Copy the listing from the line with "Tag the red" up to and including the line with "<point>616,214</point>", keeping every line, requests included. Shift both values of every answer coordinate by -140.

■ ■ ■

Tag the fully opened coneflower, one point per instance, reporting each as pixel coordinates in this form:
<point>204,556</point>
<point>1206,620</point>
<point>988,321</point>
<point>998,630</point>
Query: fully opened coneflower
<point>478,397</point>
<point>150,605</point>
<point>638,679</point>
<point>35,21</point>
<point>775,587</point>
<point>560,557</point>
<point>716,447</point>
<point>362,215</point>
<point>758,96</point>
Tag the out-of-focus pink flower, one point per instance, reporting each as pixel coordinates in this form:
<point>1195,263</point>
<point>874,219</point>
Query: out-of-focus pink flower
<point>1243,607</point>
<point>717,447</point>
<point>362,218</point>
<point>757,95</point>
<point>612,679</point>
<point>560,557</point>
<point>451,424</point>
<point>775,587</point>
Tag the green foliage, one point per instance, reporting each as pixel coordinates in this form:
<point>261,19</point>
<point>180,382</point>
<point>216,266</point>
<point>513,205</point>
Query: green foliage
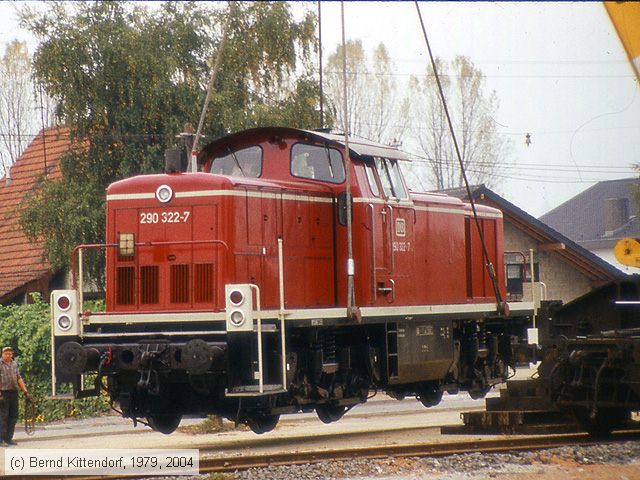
<point>28,330</point>
<point>127,78</point>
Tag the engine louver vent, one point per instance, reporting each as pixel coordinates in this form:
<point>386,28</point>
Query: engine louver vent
<point>203,283</point>
<point>149,287</point>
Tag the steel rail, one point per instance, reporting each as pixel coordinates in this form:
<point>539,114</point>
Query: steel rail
<point>231,464</point>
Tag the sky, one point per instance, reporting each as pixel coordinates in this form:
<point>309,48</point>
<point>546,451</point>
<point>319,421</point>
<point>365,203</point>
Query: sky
<point>558,69</point>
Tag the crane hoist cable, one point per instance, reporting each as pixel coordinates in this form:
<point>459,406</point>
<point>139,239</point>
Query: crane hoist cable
<point>485,253</point>
<point>212,79</point>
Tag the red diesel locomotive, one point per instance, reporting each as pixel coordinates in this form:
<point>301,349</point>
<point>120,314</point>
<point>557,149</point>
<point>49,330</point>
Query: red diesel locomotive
<point>227,288</point>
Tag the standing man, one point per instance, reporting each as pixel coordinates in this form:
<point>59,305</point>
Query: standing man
<point>10,380</point>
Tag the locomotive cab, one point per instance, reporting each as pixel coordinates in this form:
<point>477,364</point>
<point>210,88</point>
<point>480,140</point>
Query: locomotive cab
<point>226,289</point>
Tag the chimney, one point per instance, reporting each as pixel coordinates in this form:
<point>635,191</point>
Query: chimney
<point>616,214</point>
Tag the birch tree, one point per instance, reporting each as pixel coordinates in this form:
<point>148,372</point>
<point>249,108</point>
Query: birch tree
<point>374,108</point>
<point>472,109</point>
<point>17,114</point>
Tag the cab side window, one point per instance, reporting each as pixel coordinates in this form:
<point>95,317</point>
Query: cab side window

■ ■ ■

Exercise solution:
Tag the red diesel locomotive, one point per instance, reporting each as pixel coordinates in this form:
<point>301,349</point>
<point>120,314</point>
<point>557,149</point>
<point>49,330</point>
Query: red diesel locomotive
<point>87,148</point>
Tag the standing man, one point per instance, reporting each as pixel coordinates in this form:
<point>59,305</point>
Query: standing man
<point>-130,240</point>
Tag the locomotive cab, one point per instance, reporting each as pixel coordinates in this form:
<point>477,364</point>
<point>210,88</point>
<point>480,140</point>
Query: locomotive cab
<point>86,149</point>
Tag the chimney, one point per instance, reporting each as pixel coordinates in this form:
<point>635,191</point>
Query: chimney
<point>476,74</point>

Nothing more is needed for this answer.